** Begin Data records **
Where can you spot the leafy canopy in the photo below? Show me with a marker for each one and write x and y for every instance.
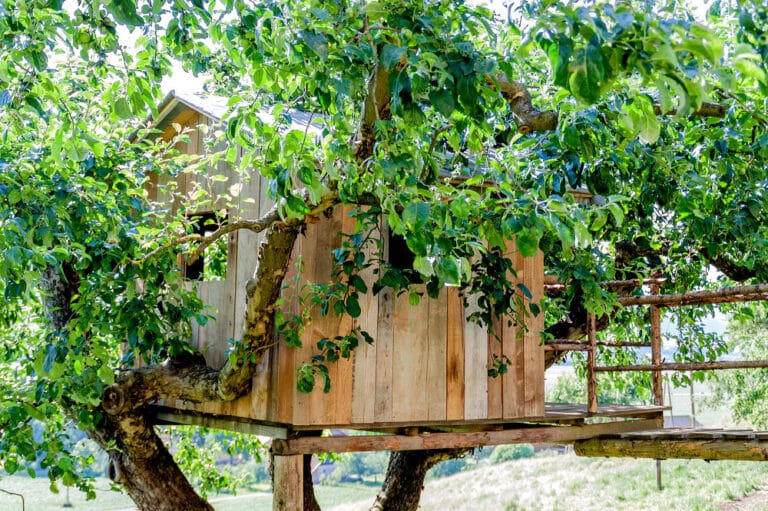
(448, 168)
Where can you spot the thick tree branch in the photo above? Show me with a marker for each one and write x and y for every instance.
(401, 490)
(705, 110)
(135, 450)
(187, 378)
(730, 269)
(375, 107)
(527, 116)
(530, 119)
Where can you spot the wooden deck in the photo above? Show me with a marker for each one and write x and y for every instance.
(561, 423)
(682, 443)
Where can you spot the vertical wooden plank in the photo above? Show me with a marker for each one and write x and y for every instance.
(382, 407)
(513, 398)
(534, 350)
(322, 406)
(454, 366)
(285, 387)
(591, 354)
(288, 483)
(437, 356)
(309, 258)
(658, 391)
(409, 365)
(257, 400)
(475, 372)
(384, 348)
(345, 375)
(364, 377)
(494, 384)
** End Data records **
Exercise brief => Render the data above as a two-column CSV with the header "prompt" and "points", giving one row to each sentence pair that begins "Where can you spot" and its coordinates. Place each field in double quotes, join any line breaks within a field with spaces, and omit the picture.

Output of the task =>
prompt,points
"Where can you spot the leafy canopy in the photo below? Show me with a marker for each one and write x and y for every instance.","(448, 168)"
"Where can you spot the thick tree branch in the photo above? Show me with a marker for each one and write x and y for every instance.","(401, 490) (705, 110) (135, 450) (187, 378) (730, 269) (375, 107) (527, 116) (530, 119)"
"Where can you spot the wooden deck in the photo above? Show me with a marker for each one and write x and y for every instance.","(561, 423) (682, 443)"
"Where can you spot the vertical wooden plank in the photo above? Show me with a marker for each one and write x and y for every instance.","(382, 407) (513, 398) (534, 350) (322, 406) (454, 366) (285, 387) (591, 354) (288, 483) (437, 356) (309, 258) (658, 391) (409, 365) (257, 400) (475, 372) (384, 348) (345, 375) (364, 377) (494, 384)"